[Dataset rows]
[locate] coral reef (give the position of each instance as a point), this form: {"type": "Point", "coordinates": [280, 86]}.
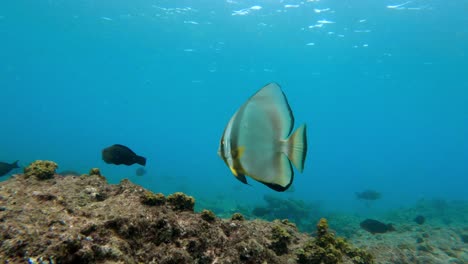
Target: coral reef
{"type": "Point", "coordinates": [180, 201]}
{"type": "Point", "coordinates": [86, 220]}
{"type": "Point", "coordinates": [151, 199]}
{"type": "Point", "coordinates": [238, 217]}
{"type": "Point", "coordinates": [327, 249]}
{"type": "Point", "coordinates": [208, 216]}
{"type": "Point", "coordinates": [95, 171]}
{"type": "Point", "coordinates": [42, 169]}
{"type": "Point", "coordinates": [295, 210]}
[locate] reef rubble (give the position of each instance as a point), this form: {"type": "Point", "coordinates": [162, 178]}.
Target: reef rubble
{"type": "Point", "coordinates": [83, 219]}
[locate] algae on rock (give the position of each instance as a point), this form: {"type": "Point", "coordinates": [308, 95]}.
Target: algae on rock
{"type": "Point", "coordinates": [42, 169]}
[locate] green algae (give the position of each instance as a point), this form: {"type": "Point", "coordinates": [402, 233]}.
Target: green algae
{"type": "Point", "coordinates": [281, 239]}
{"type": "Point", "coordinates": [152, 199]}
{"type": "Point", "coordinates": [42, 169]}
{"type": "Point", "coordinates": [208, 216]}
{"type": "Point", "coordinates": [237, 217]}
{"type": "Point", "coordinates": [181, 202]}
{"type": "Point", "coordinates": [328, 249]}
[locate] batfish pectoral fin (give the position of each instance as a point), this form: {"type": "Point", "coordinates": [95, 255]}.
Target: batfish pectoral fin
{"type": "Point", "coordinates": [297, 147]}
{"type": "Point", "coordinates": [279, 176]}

▸ **Written instruction**: Copy all of the dataset rows above verbatim, but leave the picture out of your copy.

▸ **Exercise solution**:
[locate] coral reef (give the position of each instance as a point), this form: {"type": "Point", "coordinates": [280, 86]}.
Target: coral reef
{"type": "Point", "coordinates": [180, 201]}
{"type": "Point", "coordinates": [86, 220]}
{"type": "Point", "coordinates": [151, 199]}
{"type": "Point", "coordinates": [238, 217]}
{"type": "Point", "coordinates": [327, 249]}
{"type": "Point", "coordinates": [208, 216]}
{"type": "Point", "coordinates": [95, 171]}
{"type": "Point", "coordinates": [42, 169]}
{"type": "Point", "coordinates": [295, 210]}
[locate] reef rubble (give the position of each instance as a point), this form: {"type": "Point", "coordinates": [162, 178]}.
Target: reef rubble
{"type": "Point", "coordinates": [83, 219]}
[locate] algae on rock (give the position of each instance as a point), this form: {"type": "Point", "coordinates": [308, 95]}.
Target: algae on rock
{"type": "Point", "coordinates": [42, 169]}
[locate] green algae (give the position of each instance as a point), this form: {"type": "Point", "coordinates": [402, 233]}.
Target: green algae
{"type": "Point", "coordinates": [281, 239]}
{"type": "Point", "coordinates": [152, 199]}
{"type": "Point", "coordinates": [42, 169]}
{"type": "Point", "coordinates": [208, 216]}
{"type": "Point", "coordinates": [237, 217]}
{"type": "Point", "coordinates": [181, 202]}
{"type": "Point", "coordinates": [328, 249]}
[locate] batfish pectoral fin (give the position of each instance as a point), this form: {"type": "Point", "coordinates": [95, 255]}.
Target: batfish pectoral fin
{"type": "Point", "coordinates": [297, 147]}
{"type": "Point", "coordinates": [279, 176]}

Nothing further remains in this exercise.